Written problem =>
Can you render the lines of the rows from the one containing "Please find red prefa" through the one containing "[1013,378,1146,692]", both included, as a JSON list of strings with one string per line and blank lines omitted?

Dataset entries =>
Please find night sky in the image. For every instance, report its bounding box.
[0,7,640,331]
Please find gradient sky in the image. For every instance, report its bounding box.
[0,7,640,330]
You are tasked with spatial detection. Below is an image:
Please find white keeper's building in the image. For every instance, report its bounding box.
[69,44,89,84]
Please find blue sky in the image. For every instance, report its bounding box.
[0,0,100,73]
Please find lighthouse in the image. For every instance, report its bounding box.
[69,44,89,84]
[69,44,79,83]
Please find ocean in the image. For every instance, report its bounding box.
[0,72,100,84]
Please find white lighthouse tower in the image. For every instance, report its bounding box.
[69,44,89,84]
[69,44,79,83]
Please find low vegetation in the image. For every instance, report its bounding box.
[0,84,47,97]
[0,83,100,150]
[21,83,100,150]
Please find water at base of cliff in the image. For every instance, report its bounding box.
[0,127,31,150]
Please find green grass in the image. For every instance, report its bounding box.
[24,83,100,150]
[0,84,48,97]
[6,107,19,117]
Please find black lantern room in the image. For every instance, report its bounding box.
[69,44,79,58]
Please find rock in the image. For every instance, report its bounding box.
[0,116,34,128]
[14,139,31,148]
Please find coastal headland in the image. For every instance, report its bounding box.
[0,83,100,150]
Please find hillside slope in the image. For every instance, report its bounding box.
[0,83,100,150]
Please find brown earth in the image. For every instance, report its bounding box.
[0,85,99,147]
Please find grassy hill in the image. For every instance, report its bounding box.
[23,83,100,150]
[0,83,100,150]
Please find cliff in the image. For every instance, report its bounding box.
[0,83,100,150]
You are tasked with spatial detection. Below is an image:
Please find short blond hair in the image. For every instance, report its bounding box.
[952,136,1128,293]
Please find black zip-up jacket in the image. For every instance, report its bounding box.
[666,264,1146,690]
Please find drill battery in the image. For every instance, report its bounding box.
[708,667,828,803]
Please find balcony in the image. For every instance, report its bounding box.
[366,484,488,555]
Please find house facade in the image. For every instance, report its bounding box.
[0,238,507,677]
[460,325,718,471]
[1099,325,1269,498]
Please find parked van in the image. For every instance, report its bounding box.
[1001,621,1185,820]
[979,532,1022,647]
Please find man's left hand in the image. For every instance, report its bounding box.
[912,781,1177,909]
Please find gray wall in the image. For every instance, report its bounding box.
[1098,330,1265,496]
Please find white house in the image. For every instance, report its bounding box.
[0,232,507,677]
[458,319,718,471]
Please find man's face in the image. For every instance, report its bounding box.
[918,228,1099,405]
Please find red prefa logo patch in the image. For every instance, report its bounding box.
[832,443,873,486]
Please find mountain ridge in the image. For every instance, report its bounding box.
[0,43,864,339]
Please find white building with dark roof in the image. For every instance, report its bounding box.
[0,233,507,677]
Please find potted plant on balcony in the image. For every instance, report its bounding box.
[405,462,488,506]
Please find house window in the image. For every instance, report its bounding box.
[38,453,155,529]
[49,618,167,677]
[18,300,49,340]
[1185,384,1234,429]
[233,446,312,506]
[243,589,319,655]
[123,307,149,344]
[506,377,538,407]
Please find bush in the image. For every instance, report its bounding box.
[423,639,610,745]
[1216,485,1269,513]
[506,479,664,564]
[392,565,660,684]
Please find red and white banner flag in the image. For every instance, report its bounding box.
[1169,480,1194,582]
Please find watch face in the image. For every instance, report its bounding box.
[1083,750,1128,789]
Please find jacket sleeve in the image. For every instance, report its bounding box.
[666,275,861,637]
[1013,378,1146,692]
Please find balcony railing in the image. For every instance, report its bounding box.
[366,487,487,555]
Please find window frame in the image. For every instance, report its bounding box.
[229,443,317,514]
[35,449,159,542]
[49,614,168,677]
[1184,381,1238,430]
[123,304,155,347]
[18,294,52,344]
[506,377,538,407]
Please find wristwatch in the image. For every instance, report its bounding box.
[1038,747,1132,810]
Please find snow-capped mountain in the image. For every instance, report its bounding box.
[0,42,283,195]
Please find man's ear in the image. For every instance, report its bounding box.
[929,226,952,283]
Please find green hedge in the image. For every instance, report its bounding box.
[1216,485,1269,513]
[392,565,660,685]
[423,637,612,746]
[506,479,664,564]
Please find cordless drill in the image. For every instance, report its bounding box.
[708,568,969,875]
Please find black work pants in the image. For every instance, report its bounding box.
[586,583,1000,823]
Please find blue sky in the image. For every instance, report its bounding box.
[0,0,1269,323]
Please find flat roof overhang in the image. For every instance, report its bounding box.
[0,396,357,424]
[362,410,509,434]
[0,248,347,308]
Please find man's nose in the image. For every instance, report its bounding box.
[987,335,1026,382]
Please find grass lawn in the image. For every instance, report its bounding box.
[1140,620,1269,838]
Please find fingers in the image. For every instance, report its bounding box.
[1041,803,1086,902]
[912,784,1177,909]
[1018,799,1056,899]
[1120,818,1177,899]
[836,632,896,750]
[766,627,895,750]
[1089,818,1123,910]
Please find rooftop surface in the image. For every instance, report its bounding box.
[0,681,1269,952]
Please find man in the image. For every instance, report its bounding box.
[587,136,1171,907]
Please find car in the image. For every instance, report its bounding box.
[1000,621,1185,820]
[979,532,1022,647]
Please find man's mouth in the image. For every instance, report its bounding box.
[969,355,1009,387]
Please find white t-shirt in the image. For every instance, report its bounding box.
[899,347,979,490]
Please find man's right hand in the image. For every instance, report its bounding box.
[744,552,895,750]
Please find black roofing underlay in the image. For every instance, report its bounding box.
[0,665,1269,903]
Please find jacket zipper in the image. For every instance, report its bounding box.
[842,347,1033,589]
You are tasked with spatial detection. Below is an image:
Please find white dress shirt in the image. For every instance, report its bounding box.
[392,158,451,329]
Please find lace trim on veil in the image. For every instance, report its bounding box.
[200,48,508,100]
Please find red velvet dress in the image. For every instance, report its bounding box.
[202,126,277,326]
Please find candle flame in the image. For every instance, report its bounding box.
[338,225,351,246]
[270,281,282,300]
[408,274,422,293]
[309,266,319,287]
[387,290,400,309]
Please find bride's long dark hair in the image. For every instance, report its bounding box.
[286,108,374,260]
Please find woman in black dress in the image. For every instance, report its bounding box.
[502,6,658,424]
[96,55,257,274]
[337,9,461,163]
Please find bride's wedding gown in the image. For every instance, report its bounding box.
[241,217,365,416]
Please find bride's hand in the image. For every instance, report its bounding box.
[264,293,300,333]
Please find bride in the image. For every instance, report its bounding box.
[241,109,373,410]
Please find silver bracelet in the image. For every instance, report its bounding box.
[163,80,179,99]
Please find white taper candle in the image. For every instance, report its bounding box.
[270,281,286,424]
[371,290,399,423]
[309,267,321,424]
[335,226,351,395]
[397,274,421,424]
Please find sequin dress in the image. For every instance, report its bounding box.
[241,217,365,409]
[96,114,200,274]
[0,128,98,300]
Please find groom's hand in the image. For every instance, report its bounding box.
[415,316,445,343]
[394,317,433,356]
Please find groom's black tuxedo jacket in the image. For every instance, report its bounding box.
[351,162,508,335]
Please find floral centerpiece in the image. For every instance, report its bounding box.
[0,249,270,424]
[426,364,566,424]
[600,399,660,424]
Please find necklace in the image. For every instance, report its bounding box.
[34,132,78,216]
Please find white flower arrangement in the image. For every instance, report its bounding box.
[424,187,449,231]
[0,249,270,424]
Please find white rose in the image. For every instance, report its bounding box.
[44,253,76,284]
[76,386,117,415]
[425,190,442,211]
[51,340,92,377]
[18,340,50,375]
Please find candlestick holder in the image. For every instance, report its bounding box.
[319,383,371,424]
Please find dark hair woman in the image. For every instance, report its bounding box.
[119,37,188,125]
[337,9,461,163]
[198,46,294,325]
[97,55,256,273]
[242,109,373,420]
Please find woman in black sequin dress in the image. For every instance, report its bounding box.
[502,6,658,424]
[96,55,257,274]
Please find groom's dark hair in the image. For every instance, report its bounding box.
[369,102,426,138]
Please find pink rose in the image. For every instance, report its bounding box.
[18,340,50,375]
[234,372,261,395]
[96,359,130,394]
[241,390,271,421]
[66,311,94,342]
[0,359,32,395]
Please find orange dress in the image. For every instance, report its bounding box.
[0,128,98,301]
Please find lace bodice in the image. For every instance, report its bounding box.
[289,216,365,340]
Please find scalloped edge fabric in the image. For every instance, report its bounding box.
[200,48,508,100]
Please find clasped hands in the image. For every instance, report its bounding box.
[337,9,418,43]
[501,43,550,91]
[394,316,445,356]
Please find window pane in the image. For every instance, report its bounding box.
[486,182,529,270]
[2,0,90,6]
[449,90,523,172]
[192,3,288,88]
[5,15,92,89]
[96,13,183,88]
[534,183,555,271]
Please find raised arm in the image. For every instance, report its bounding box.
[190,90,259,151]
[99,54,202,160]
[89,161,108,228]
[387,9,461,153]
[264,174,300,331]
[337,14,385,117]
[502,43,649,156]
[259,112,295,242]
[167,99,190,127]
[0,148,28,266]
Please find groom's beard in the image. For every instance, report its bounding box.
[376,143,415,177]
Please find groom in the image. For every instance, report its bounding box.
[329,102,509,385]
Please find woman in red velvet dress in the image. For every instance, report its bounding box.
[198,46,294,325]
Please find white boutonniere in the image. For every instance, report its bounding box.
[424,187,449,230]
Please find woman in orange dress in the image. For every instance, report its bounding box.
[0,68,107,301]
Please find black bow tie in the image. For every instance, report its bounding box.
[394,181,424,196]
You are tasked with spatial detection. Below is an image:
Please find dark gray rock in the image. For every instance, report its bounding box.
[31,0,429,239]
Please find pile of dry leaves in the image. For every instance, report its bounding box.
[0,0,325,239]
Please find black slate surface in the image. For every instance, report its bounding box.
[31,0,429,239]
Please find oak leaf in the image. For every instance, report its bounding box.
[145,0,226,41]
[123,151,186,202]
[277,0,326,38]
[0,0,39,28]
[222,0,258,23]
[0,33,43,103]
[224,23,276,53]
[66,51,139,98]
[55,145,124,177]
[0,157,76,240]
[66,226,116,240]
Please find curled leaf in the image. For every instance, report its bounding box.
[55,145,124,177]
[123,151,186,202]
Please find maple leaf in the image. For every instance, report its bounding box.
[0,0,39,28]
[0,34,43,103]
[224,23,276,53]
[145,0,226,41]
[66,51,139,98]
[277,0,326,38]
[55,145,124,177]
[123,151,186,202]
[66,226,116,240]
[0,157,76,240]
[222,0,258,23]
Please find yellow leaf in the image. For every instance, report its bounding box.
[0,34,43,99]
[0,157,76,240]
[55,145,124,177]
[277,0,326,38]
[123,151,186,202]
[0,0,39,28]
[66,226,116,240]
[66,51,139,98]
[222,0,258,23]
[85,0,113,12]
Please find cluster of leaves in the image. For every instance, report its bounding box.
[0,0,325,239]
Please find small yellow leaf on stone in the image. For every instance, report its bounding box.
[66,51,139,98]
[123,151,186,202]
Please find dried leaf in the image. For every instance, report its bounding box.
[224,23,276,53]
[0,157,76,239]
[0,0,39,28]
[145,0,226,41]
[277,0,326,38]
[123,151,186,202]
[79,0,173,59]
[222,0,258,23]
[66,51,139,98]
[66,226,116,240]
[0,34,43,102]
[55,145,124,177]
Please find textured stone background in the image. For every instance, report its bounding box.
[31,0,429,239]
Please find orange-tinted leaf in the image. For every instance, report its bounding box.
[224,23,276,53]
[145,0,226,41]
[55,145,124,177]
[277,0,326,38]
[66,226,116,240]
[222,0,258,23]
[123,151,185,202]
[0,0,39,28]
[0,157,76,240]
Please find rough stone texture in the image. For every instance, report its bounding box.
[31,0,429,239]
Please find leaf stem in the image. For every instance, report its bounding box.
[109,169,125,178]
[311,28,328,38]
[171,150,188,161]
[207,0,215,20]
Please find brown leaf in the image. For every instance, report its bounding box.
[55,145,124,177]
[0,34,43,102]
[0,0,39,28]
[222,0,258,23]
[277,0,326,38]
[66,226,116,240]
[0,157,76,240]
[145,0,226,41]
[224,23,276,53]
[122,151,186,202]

Answer to this problem =>
[
  "Please find red prefa logo patch in the image. For every instance, report its bounding box.",
  "[832,443,873,486]",
  "Please find mountain ridge in the image. For every instance, report its bounding box.",
  "[0,43,864,339]",
  "Please find white building with dark roof in the image. For every instance, report its bounding box.",
  "[0,233,507,677]",
  "Please find potted plant on balcony in the image. For every instance, report its bounding box.",
  "[405,462,488,506]",
  "Please find house window in the image. For every instance, report its bounding box.",
  "[38,453,155,529]",
  "[49,618,167,677]",
  "[18,300,49,340]",
  "[1185,384,1234,429]",
  "[233,446,312,506]",
  "[243,589,319,655]",
  "[123,307,149,344]",
  "[506,377,538,407]",
  "Please find bush in the image. For every instance, report its bounding box.",
  "[423,639,610,745]",
  "[1216,485,1269,513]",
  "[506,479,664,564]",
  "[392,565,660,684]",
  "Please find red and white banner flag in the image. For every instance, report its bounding box.",
  "[1169,480,1194,582]",
  "Please find watch face in the image. For every instance, report its bounding box.",
  "[1083,750,1128,789]",
  "Please find jacket sleeve in the image. For every instance, report its bounding box.",
  "[666,275,861,637]",
  "[1013,378,1146,692]"
]